* [REQUIRED WORK]: Copy out, unchanged, the lines of the material from the line with "conifer forest -> box" to the line with "(0, 245), (500, 398)", both included, and nothing else.

* [DATA ENTRIES]:

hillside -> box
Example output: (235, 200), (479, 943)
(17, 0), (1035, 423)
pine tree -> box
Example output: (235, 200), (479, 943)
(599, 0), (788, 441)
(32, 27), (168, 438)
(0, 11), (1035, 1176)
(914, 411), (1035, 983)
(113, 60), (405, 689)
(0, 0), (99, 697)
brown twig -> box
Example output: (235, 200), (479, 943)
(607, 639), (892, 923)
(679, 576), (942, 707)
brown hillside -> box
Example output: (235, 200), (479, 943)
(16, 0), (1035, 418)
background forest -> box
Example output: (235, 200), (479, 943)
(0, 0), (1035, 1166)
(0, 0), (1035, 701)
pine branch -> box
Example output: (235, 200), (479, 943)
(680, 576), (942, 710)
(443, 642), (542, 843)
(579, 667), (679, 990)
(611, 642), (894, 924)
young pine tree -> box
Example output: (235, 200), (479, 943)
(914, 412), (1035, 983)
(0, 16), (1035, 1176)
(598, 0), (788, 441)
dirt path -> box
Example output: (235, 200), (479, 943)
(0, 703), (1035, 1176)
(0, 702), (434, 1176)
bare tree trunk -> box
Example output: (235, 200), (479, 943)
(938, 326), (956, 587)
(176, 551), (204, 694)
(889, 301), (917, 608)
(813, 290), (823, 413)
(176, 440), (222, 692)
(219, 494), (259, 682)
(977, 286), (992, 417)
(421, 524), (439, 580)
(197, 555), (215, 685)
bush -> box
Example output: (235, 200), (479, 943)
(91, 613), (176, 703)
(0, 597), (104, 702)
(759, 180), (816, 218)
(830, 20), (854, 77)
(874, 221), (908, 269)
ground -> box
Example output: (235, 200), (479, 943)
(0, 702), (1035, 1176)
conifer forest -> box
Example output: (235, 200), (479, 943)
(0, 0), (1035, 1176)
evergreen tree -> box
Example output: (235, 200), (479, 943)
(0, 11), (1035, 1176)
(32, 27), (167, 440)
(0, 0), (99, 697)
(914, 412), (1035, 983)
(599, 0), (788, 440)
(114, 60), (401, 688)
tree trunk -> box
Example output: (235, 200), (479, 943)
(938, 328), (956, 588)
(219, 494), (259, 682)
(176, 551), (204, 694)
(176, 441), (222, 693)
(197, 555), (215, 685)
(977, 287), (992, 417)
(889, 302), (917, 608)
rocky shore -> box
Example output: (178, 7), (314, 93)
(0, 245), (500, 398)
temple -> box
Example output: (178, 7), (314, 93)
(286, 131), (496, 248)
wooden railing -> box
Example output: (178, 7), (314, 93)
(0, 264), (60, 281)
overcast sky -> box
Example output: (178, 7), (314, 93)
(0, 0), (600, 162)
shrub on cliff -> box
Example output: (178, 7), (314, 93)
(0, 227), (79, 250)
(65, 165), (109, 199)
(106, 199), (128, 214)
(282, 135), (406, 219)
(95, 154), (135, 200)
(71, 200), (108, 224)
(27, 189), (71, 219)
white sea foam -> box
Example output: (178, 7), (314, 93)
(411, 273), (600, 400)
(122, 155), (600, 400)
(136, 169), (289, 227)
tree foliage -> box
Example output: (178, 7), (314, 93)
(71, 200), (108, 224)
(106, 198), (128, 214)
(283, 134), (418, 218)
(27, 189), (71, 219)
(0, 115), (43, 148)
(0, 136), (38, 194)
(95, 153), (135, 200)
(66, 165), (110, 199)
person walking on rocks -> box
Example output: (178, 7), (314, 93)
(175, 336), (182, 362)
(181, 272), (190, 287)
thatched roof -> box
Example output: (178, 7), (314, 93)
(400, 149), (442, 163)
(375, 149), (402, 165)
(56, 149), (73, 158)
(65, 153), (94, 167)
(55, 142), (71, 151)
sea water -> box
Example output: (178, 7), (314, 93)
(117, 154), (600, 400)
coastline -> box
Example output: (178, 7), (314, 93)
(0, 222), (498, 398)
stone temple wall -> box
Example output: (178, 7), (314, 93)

---

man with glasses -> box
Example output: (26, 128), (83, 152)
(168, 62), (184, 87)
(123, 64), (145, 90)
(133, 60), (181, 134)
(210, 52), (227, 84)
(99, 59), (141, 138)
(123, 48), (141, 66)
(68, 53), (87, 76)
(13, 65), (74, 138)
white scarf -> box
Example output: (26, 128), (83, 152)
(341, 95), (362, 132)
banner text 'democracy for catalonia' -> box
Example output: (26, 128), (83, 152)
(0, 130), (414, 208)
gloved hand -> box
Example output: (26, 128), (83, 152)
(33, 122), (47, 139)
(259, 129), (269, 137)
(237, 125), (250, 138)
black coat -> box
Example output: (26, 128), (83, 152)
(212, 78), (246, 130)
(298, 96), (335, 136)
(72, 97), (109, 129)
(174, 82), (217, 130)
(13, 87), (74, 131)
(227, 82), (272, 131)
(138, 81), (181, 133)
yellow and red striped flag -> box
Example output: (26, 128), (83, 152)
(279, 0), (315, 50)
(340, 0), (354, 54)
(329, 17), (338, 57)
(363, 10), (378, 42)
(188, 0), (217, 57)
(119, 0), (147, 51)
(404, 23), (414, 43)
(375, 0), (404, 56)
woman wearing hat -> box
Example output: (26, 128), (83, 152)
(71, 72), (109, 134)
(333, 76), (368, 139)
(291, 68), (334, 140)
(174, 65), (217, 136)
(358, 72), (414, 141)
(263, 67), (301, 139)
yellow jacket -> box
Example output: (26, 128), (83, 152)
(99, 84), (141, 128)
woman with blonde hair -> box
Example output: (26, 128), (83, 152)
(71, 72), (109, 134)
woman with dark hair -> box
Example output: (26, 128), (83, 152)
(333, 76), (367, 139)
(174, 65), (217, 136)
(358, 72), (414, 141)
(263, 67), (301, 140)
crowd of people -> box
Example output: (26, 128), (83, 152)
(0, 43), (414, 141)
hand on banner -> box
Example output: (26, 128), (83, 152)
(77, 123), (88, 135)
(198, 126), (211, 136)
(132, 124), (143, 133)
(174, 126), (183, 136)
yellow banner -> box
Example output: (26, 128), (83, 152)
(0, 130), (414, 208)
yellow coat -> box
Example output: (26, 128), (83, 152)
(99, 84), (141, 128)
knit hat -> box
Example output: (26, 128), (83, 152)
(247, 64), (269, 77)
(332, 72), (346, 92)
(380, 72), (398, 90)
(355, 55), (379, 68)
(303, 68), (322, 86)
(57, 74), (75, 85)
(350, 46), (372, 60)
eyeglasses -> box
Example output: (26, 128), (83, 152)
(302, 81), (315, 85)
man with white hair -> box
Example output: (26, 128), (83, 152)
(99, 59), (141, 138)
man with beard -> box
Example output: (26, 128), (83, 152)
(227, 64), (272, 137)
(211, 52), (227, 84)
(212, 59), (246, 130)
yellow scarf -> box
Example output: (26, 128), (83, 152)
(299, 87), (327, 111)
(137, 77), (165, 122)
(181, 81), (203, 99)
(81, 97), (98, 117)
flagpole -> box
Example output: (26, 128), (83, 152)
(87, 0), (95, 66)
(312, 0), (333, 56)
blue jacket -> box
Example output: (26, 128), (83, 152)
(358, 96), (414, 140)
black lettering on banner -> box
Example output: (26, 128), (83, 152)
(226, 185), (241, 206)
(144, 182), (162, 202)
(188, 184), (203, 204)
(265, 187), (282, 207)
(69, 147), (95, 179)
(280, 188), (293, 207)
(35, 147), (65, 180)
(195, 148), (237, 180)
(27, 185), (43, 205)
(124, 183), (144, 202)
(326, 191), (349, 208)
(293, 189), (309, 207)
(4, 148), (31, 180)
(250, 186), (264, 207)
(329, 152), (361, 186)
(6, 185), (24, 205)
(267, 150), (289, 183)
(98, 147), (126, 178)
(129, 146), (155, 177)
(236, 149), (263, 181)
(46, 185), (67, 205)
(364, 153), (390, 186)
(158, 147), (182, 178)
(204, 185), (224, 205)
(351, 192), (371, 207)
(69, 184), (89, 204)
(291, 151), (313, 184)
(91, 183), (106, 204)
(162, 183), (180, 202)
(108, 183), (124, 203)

* [RESULT]:
conifer forest -> box
Example output: (235, 200), (479, 943)
(0, 0), (1035, 1176)
evergreen tree -> box
Example output: (235, 200), (479, 943)
(0, 11), (1035, 1176)
(32, 27), (167, 440)
(0, 0), (99, 697)
(914, 412), (1035, 983)
(599, 0), (788, 440)
(114, 60), (401, 688)
tree trunk -> box
Example output: (235, 200), (479, 943)
(938, 328), (956, 588)
(219, 494), (259, 682)
(176, 551), (204, 694)
(176, 441), (222, 693)
(197, 555), (215, 685)
(977, 287), (992, 417)
(889, 302), (917, 608)
rocky shore -> box
Example output: (178, 7), (314, 93)
(0, 245), (500, 398)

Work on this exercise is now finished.